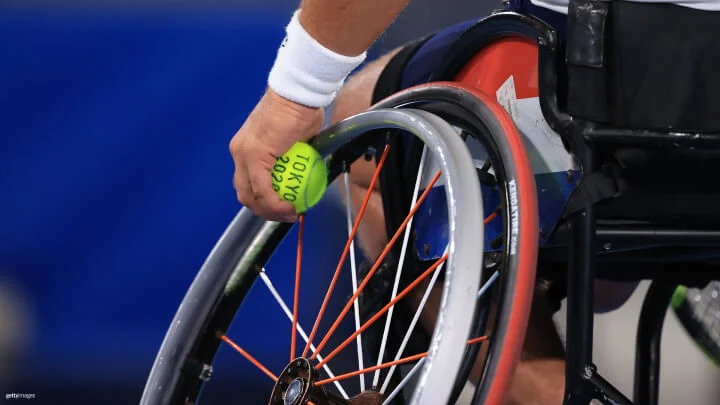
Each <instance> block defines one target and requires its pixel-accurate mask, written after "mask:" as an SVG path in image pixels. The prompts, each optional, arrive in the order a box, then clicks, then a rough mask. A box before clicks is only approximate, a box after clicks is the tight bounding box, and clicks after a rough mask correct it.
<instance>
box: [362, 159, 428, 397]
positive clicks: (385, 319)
mask: <svg viewBox="0 0 720 405" xmlns="http://www.w3.org/2000/svg"><path fill="white" fill-rule="evenodd" d="M426 157H427V146H425V147H424V148H423V153H422V156H421V157H420V166H419V168H418V174H417V177H416V178H415V189H414V190H413V197H412V202H411V204H410V209H412V208H413V207H414V206H415V203H416V202H417V198H418V192H419V191H420V181H421V180H422V174H423V170H425V158H426ZM414 218H415V217H414V216H413V217H412V218H410V221H408V224H407V226H406V227H405V234H404V235H403V244H402V249H401V250H400V261H399V262H398V268H397V272H396V273H395V284H394V285H393V291H392V297H391V298H390V300H391V301H392V300H394V299H395V297H396V296H397V290H398V288H399V286H400V277H401V276H402V270H403V264H404V263H405V252H406V250H407V245H408V241H409V240H410V229H411V228H412V223H413V219H414ZM394 309H395V306H391V307H390V310H388V313H387V317H386V318H385V329H384V330H383V337H382V342H381V343H380V353H378V362H377V365H378V366H379V365H380V364H382V361H383V354H384V353H385V344H386V343H387V337H388V333H389V331H390V322H391V321H392V315H393V310H394ZM379 381H380V370H377V371H375V375H374V376H373V388H377V385H378V382H379Z"/></svg>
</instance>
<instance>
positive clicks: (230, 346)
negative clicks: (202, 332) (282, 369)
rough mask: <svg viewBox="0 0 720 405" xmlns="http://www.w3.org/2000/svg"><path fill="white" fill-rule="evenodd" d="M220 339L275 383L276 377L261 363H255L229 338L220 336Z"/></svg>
mask: <svg viewBox="0 0 720 405" xmlns="http://www.w3.org/2000/svg"><path fill="white" fill-rule="evenodd" d="M220 339H222V340H223V342H225V343H227V344H229V345H230V347H232V348H233V349H235V350H237V352H238V353H240V354H242V355H243V356H244V357H245V358H246V359H248V360H250V363H252V364H253V365H254V366H255V367H257V368H259V369H260V371H262V372H263V373H265V375H267V376H268V377H270V378H272V379H273V381H277V376H276V375H275V374H273V373H272V371H270V370H268V369H267V367H265V366H263V364H262V363H260V362H259V361H257V360H256V359H255V358H254V357H253V356H251V355H250V354H249V353H248V352H246V351H245V350H243V349H242V348H241V347H240V346H238V345H237V344H236V343H235V342H233V341H232V340H230V338H229V337H227V336H225V335H220Z"/></svg>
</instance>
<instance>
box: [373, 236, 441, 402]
mask: <svg viewBox="0 0 720 405" xmlns="http://www.w3.org/2000/svg"><path fill="white" fill-rule="evenodd" d="M446 252H447V249H446ZM442 267H443V266H442V265H440V266H438V268H437V270H436V271H435V274H433V276H432V278H431V279H430V283H429V284H428V286H427V288H426V289H425V293H424V294H423V296H422V299H420V305H418V308H417V310H416V311H415V315H413V319H412V321H410V325H409V326H408V330H407V332H405V337H403V340H402V343H400V347H399V348H398V351H397V355H395V359H393V360H394V361H397V360H400V359H401V358H402V355H403V353H404V352H405V347H407V344H408V342H409V341H410V336H412V332H413V330H415V325H416V324H417V323H418V321H419V320H420V315H421V313H422V311H423V309H424V308H425V304H426V303H427V300H428V298H430V293H431V292H432V289H433V287H434V286H435V282H436V281H437V279H438V276H440V273H441V272H442ZM396 368H397V366H392V367H391V368H390V370H388V374H387V376H385V381H384V382H383V385H382V388H380V393H382V394H384V393H385V390H387V387H388V385H389V384H390V380H391V378H392V375H393V373H394V372H395V369H396Z"/></svg>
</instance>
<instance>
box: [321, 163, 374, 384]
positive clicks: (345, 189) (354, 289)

******

▶ [Task brief]: Your answer must be an exact repeat of all the records, minus the pictures.

▶ [Output]:
Each <instance> block defines one target and requires its pixel-accurate mask, written after "mask:" as an SVG path in image pixels. The prompts, each optional, arrive in the order a box, then clicks, then a rough mask. A box before clicks is only approximate, a box after clicks is the tight bounding box, and clicks after a rough mask correct it.
<instance>
box: [362, 159, 428, 397]
positive clicks: (385, 319)
mask: <svg viewBox="0 0 720 405" xmlns="http://www.w3.org/2000/svg"><path fill="white" fill-rule="evenodd" d="M426 157H427V146H425V147H424V148H423V153H422V156H421V157H420V166H419V168H418V174H417V177H416V178H415V189H414V190H413V197H412V202H411V204H410V209H412V208H413V207H414V206H415V203H416V202H417V198H418V192H419V191H420V181H421V180H422V174H423V170H425V158H426ZM414 218H415V217H414V216H413V217H412V218H410V221H408V224H407V226H406V227H405V234H404V235H403V244H402V249H401V250H400V261H399V262H398V268H397V272H396V273H395V284H394V285H393V291H392V297H391V298H390V300H391V301H392V300H394V299H395V297H396V296H397V290H398V288H399V286H400V277H401V276H402V270H403V264H404V263H405V252H406V250H407V245H408V241H409V240H410V229H411V228H412V223H413V219H414ZM394 309H395V306H391V307H390V310H388V313H387V317H386V318H385V329H384V330H383V337H382V342H381V343H380V353H378V362H377V365H378V366H379V365H380V364H382V361H383V354H384V353H385V344H386V343H387V337H388V333H389V331H390V322H391V321H392V315H393V310H394ZM379 381H380V370H377V371H375V375H374V376H373V388H377V385H378V382H379Z"/></svg>
</instance>
<instance>
positive clicks: (230, 346)
negative clicks: (202, 332) (282, 369)
rough mask: <svg viewBox="0 0 720 405" xmlns="http://www.w3.org/2000/svg"><path fill="white" fill-rule="evenodd" d="M220 339L275 383L276 377L261 363H255L229 338L220 336Z"/></svg>
mask: <svg viewBox="0 0 720 405" xmlns="http://www.w3.org/2000/svg"><path fill="white" fill-rule="evenodd" d="M220 339H222V340H223V342H225V343H227V344H229V345H230V347H232V348H233V349H235V350H237V352H238V353H240V354H242V355H243V356H244V357H245V358H246V359H248V360H250V363H252V364H253V365H254V366H255V367H257V368H259V369H260V371H262V372H263V373H265V375H267V376H268V377H270V378H272V379H273V381H277V376H276V375H275V374H273V373H272V371H270V370H268V369H267V367H265V366H263V364H262V363H260V362H259V361H257V360H256V359H255V358H254V357H253V356H251V355H250V354H249V353H248V352H246V351H245V350H243V349H242V348H241V347H240V346H238V345H237V344H236V343H235V342H233V341H232V340H230V338H229V337H227V336H225V335H220Z"/></svg>
</instance>
<instance>
box: [373, 236, 441, 402]
mask: <svg viewBox="0 0 720 405" xmlns="http://www.w3.org/2000/svg"><path fill="white" fill-rule="evenodd" d="M446 252H447V249H446ZM442 267H443V266H442V265H440V266H438V268H437V270H436V271H435V274H433V276H432V278H431V279H430V283H429V284H428V286H427V288H426V289H425V293H424V294H423V296H422V299H420V305H418V308H417V310H416V311H415V315H413V319H412V321H410V325H409V326H408V330H407V332H405V337H403V340H402V343H400V347H399V348H398V351H397V355H395V359H393V360H394V361H397V360H400V359H401V358H402V355H403V353H404V352H405V347H407V344H408V342H409V341H410V336H412V332H413V330H415V325H416V324H417V323H418V321H419V320H420V315H421V313H422V311H423V309H424V308H425V304H426V303H427V300H428V298H430V293H431V292H432V289H433V287H434V286H435V282H436V281H437V279H438V276H440V273H441V272H442ZM396 368H397V366H392V367H391V368H390V370H388V374H387V376H385V381H384V382H383V385H382V388H380V393H382V394H384V393H385V390H387V387H388V385H389V384H390V380H391V378H392V375H393V373H394V372H395V369H396Z"/></svg>
</instance>
<instance>
box: [321, 163, 374, 384]
positive clicks: (345, 189) (354, 289)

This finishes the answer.